Detection annotation records:
*****
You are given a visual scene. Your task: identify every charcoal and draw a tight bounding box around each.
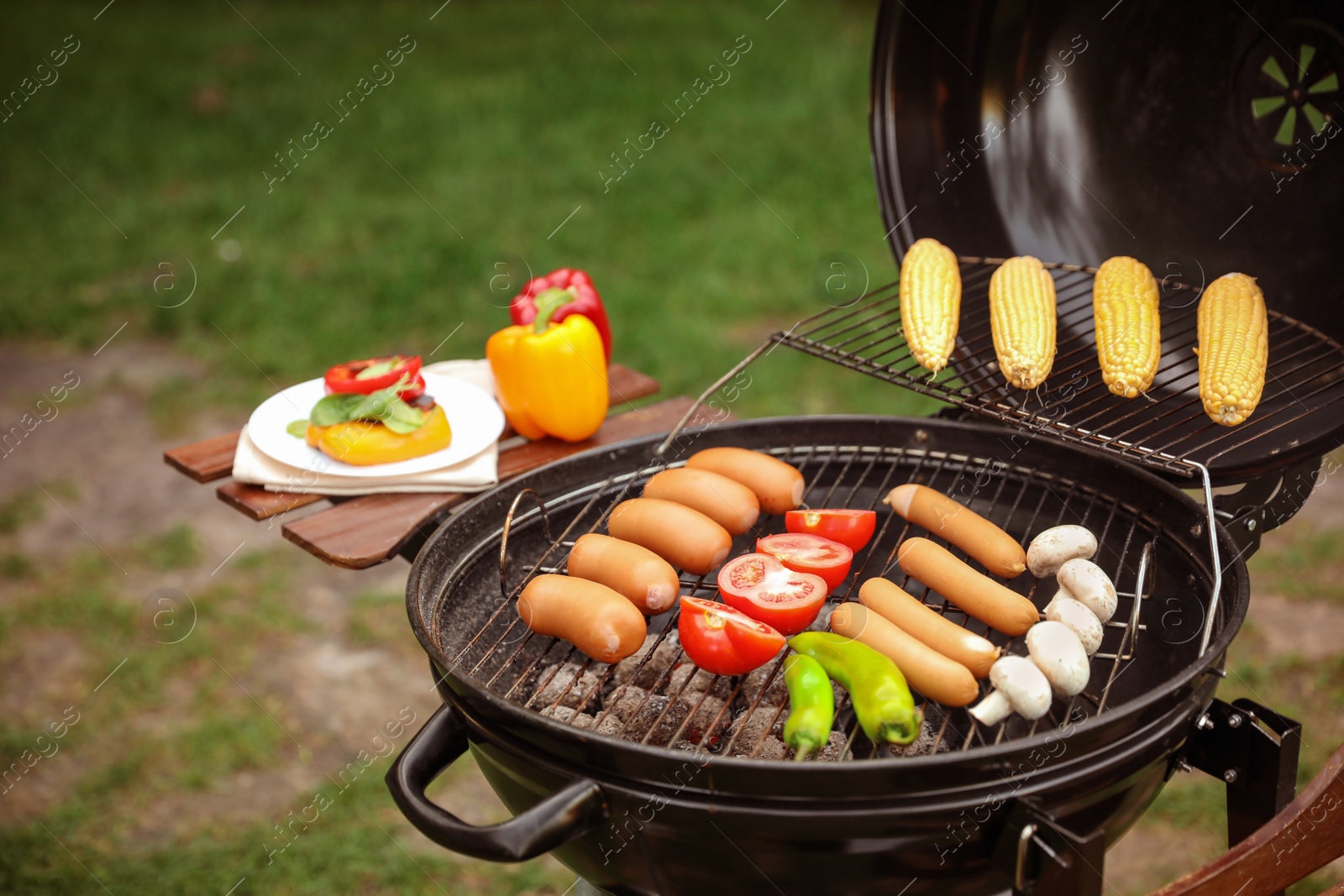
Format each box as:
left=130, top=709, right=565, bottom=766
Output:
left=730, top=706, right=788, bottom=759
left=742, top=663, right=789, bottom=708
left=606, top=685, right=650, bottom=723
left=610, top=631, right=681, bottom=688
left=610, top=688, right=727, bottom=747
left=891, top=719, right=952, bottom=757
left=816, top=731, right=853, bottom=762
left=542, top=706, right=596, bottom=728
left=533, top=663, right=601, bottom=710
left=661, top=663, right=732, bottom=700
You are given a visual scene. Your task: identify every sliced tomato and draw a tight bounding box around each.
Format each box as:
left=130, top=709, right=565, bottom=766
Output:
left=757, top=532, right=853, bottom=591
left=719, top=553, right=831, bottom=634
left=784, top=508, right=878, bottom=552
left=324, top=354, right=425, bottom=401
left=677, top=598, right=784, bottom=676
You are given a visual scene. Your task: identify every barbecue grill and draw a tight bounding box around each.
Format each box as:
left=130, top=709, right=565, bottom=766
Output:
*****
Required work: Rewrite the lines from the one with "You are given a visual scene. Your task: identify every sliced" up to and including the one with "left=677, top=598, right=784, bottom=676", switching "sliced tomato" to "tomato slice" and leaving everything else unchanged.

Answer to the exercise:
You are given a visual scene. Your task: identify every tomato slice and draw a tight bounding box around each.
Format each box as:
left=130, top=709, right=565, bottom=766
Output:
left=757, top=532, right=853, bottom=591
left=719, top=553, right=831, bottom=634
left=784, top=508, right=878, bottom=552
left=324, top=354, right=425, bottom=401
left=677, top=598, right=784, bottom=676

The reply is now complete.